▶ _Exercises to complete_
A: In the text on the USDA Beagle Brigade, how many weeks of training does each dog complete before starting work?
B: Write a continuation of the text on the USDA Beagle Brigade, starting after its final sentence.

There are many factors that drive the markets every day – the primary drivers are often considered to be supply, demand, global trade, and government policy. That last one can get a little tricky, especially in a volatile market scenario like our current situation. When you add an election year into that mix, it becomes even more complicated. Lately, one of the things that has consumed a lot of my mind is how government policy is going to be impacting the soy crush. That is an entirely different can of worms that I’m not going to open just yet. Instead, I’m going to talk about something a little more fun that came up in the farm bill: the Beagle Brigade.

The U.S. Department of Agriculture (USDA) employs a team of dogs, known as the Beagle Brigade, to protect and safeguard America’s agricultural and natural resources from harm. The farm bill draft provides permanent funding to this program, which includes about 120 beagles that are employed by the U.S. Department of Homeland Security’s Customs and Border Protection, as well as state and local government agencies and departments.

Each dog in the Brigade goes through 13 weeks of training before starting their jobs inspecting U.S. airports and major ports of entry for prohibited agricultural items. They inspect passenger baggage, cargo, and parcels at the ports of entry, and are trained to detect certain invasive species. The pups sniff out plants and animals that have the potential to carry harmful diseases onto U.S. soil, helping to keep pestilence at bay. The dogs are spread out between 88 major international airports in the U.S. The Plant Protection and Quarantine (PPQ) Detector Dog Training Center started in 1984 with just one dog and one trainer. Now, the Center sits on 17 acres with 8 buildings and 100 kennels.

▶ _Dataset extract_
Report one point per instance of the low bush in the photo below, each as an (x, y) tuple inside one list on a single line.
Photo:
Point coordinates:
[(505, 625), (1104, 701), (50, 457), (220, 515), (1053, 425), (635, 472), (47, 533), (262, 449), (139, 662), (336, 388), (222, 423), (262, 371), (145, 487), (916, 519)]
==
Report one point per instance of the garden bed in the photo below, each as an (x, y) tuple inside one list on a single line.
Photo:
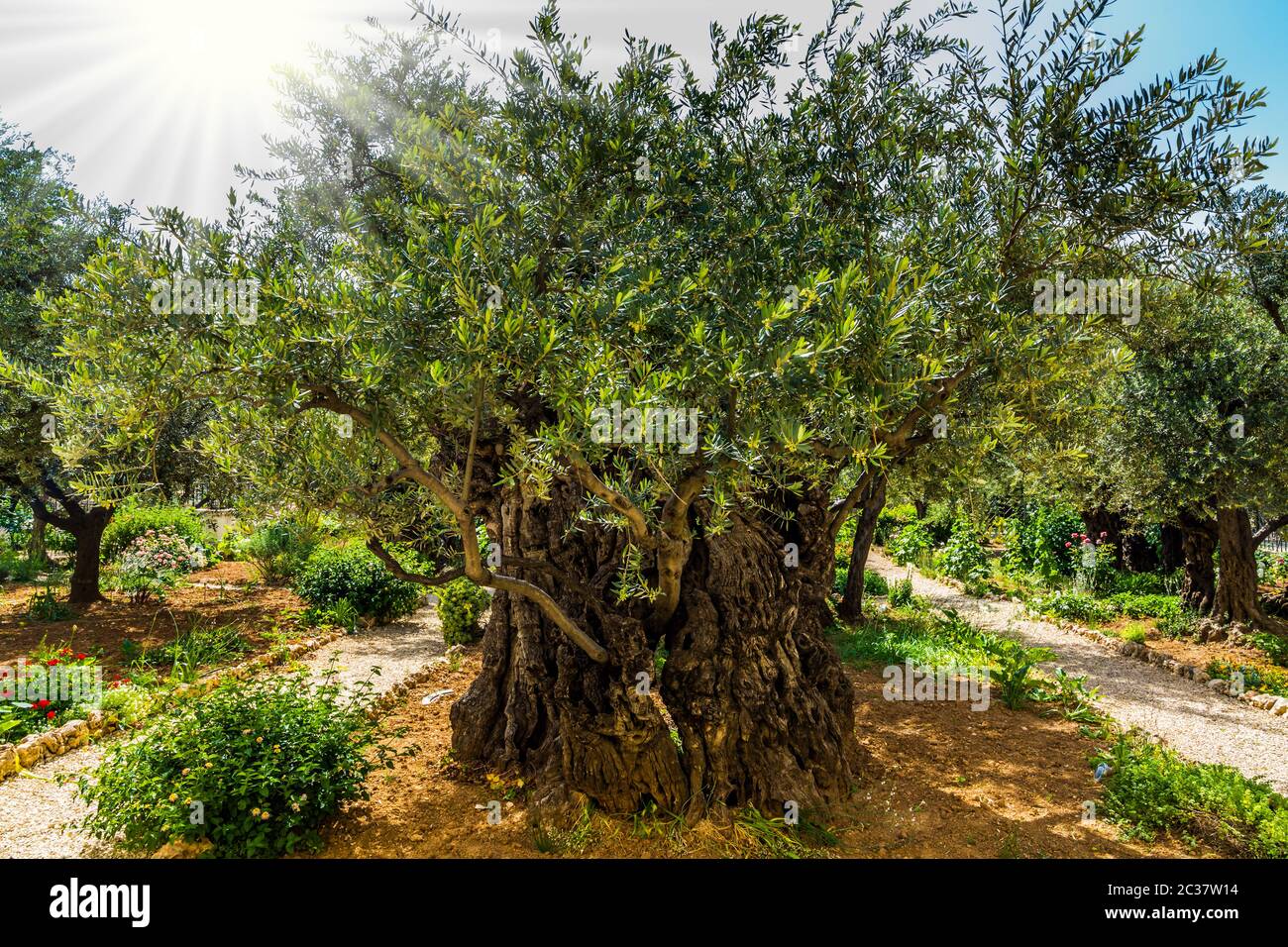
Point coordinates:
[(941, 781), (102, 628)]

▶ _Solved problems_
A: 13 weeks

B:
While Beagles are the most visible part of the dog detector program, and the preferred breed for use in airports because of their size and appearance, Labrador Retrievers and Russell Terriers are also used in less visible areas of the airports. Labs are particularly good at detecting nutria, an invasive rodent species, and the coconut rhinoceros beetle, which is notaries for destroying coconut palm trees. Russell Terriers search ships and aircraft leaving Guam to prevent brown tree snakes from spreading to other areas that they could cause damage.

Just like their human handlers, the Beagle Brigade dogs typically put in an 8-hour workday. They spend 45 minutes out of every hour making rounds and inspecting flights. They can sniff out anything from illegal bush meats to exoticplants, soil, and even birds that people have tried to smuggle into the country. Dogs really are man’s best friend, and they help protect our nation’s crops, farms, and forests.